>>>

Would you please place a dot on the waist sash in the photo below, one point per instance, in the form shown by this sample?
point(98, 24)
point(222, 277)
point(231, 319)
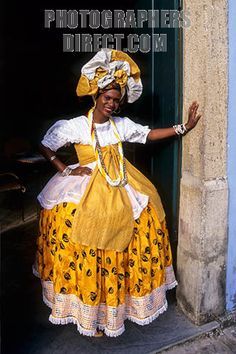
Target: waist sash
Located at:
point(104, 216)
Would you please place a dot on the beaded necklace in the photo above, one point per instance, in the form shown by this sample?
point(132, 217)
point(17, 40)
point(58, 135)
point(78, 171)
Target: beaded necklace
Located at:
point(122, 178)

<<<

Task to carry out: Where a line contains "point(231, 319)", begin there and set down exactly each line through the end of the data above, omitting any pictures.

Exercise output:
point(231, 319)
Target: waist sash
Located at:
point(104, 216)
Would you please place a dot on the beaded necklace in the photo above, one point per instance, in the form shown by this sample?
point(132, 217)
point(17, 40)
point(58, 135)
point(78, 171)
Target: beaded necklace
Located at:
point(122, 178)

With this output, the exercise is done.